◆ What the task asks
Print the lines of the listing below word for word, starting at the line with "Drop a point on each instance of the steam cloud." and ending at the line with "(1157, 551)", both included.

◆ Material
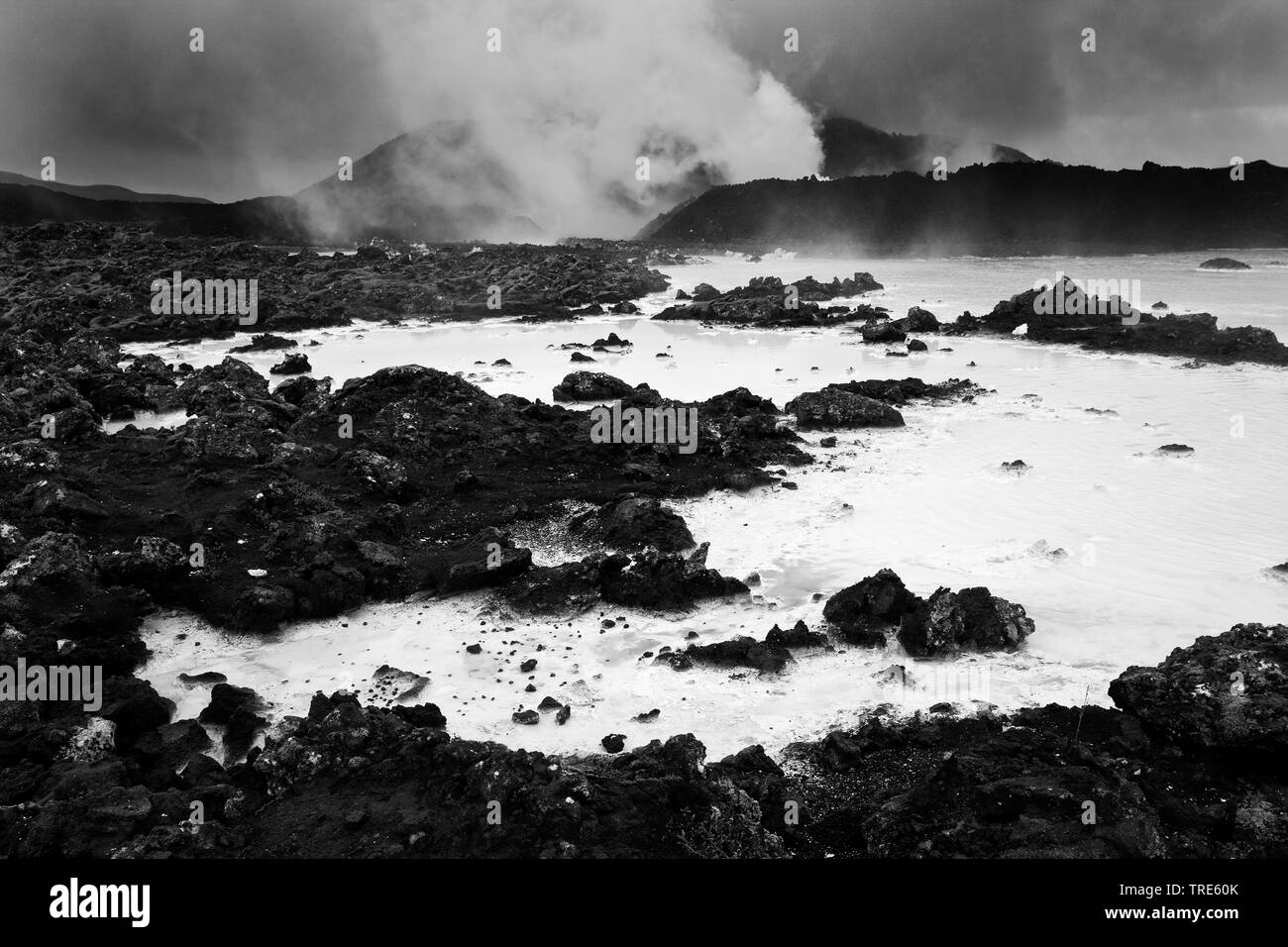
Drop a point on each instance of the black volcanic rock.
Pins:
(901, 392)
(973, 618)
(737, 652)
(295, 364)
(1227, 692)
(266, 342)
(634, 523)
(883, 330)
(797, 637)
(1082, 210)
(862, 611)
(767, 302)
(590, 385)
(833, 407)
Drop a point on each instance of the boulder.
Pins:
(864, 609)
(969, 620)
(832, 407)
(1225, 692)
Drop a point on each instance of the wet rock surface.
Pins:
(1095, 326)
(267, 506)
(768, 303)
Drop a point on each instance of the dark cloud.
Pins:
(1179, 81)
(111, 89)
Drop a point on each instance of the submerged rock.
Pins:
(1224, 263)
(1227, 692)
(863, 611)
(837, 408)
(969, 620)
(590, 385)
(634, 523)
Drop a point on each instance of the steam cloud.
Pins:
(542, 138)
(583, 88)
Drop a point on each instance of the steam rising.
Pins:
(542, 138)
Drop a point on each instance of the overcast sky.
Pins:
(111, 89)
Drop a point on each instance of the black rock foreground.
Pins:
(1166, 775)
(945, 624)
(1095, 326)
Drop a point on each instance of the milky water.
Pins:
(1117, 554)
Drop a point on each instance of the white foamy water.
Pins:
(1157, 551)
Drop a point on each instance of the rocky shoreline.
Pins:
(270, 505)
---
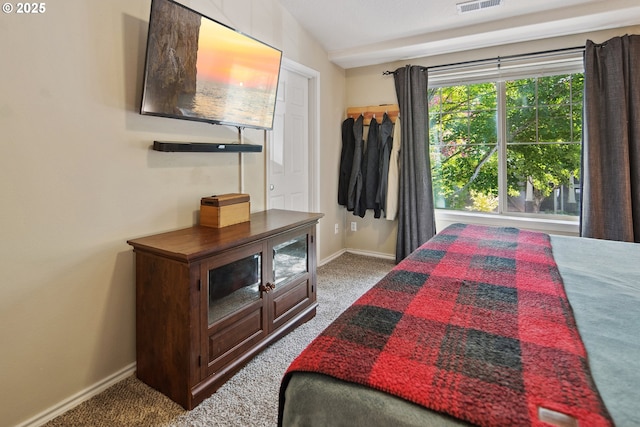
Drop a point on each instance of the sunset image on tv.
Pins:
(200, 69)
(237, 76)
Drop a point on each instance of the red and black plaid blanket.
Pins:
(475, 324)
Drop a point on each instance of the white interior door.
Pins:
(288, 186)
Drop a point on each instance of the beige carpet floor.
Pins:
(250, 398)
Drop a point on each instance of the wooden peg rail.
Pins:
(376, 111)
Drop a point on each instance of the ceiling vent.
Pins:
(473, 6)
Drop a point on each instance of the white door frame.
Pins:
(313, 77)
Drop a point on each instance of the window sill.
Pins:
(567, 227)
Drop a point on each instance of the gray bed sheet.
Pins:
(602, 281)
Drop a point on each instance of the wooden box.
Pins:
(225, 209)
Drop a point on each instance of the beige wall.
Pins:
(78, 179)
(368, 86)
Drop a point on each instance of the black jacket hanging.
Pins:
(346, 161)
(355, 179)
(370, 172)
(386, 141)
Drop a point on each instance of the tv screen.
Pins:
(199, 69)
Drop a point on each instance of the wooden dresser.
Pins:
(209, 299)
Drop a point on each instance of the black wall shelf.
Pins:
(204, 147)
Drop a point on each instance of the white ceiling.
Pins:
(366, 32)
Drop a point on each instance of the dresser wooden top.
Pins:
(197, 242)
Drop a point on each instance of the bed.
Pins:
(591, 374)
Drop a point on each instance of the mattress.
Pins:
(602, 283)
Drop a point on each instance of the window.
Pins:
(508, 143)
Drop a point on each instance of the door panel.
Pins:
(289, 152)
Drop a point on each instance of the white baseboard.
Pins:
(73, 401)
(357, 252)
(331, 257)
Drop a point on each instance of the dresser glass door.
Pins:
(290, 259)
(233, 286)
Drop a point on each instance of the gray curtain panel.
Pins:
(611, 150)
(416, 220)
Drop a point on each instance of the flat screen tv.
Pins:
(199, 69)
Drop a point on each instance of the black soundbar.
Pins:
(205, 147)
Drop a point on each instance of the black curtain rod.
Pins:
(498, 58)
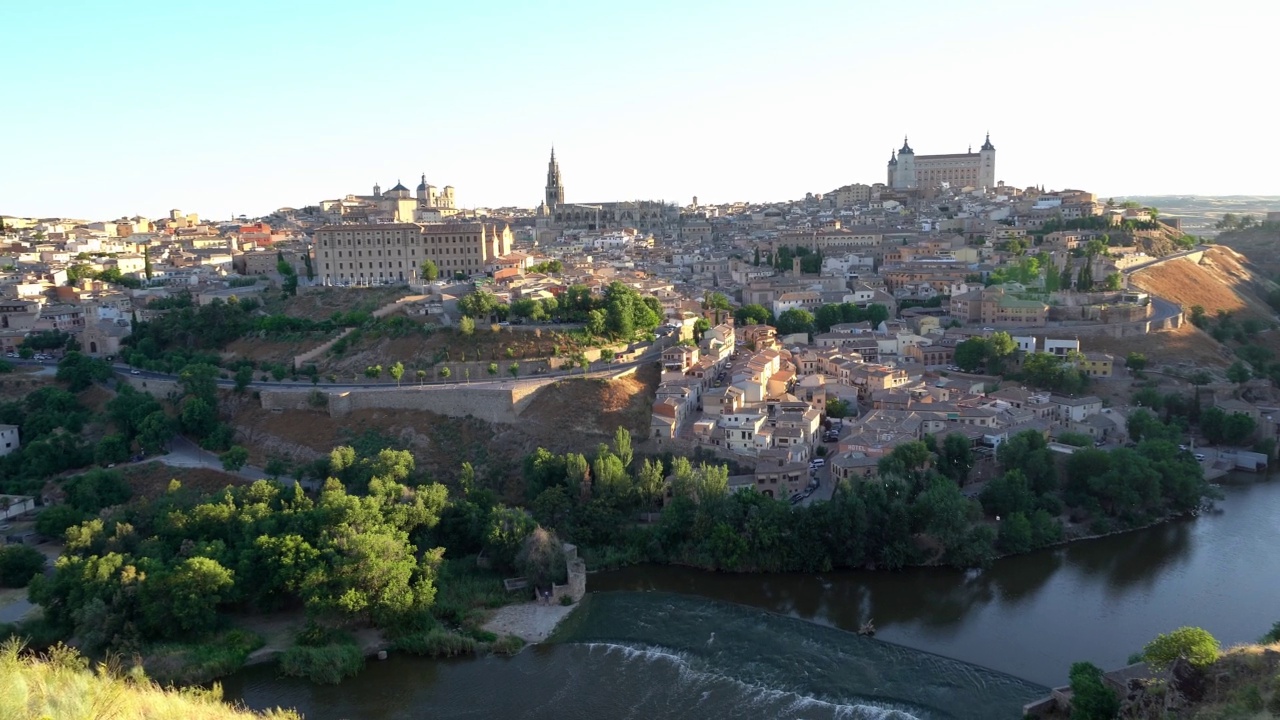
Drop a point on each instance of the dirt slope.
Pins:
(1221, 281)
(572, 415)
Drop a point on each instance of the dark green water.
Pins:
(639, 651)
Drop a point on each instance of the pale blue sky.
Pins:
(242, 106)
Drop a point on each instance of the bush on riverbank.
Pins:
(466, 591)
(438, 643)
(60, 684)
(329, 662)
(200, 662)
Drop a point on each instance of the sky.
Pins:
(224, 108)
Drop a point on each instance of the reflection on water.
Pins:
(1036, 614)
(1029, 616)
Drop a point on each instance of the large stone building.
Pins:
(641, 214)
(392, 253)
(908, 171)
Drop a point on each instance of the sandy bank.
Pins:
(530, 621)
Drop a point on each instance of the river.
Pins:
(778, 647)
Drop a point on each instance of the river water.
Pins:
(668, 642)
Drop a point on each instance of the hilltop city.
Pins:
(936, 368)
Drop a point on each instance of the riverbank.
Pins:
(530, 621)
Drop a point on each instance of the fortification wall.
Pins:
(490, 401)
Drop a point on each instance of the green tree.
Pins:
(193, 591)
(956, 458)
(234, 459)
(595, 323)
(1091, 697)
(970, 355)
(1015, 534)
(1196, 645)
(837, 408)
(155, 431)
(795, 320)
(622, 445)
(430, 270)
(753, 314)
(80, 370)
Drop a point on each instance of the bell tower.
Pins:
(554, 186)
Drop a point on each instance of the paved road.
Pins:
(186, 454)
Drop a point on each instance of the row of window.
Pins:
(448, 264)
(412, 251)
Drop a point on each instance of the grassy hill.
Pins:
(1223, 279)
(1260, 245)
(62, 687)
...
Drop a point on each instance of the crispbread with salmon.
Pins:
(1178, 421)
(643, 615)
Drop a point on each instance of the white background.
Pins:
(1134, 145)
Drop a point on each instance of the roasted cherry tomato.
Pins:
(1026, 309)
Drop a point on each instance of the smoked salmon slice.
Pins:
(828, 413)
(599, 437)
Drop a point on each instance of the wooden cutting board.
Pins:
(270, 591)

◆ The reply
Drop a point on each instance of the steam cloud.
Pins:
(542, 138)
(583, 88)
Drop a point on each instance of the steam rising.
Pins:
(542, 138)
Drop a point on each instance of the overcast sky.
Pins:
(111, 89)
Drop a point on each instance of the black rock foreground.
Pins:
(1166, 775)
(945, 624)
(1095, 326)
Drop a point on each instance of the milky water.
Pins:
(1117, 554)
Drop a point on each instance of the white foamy water.
Pins:
(1157, 551)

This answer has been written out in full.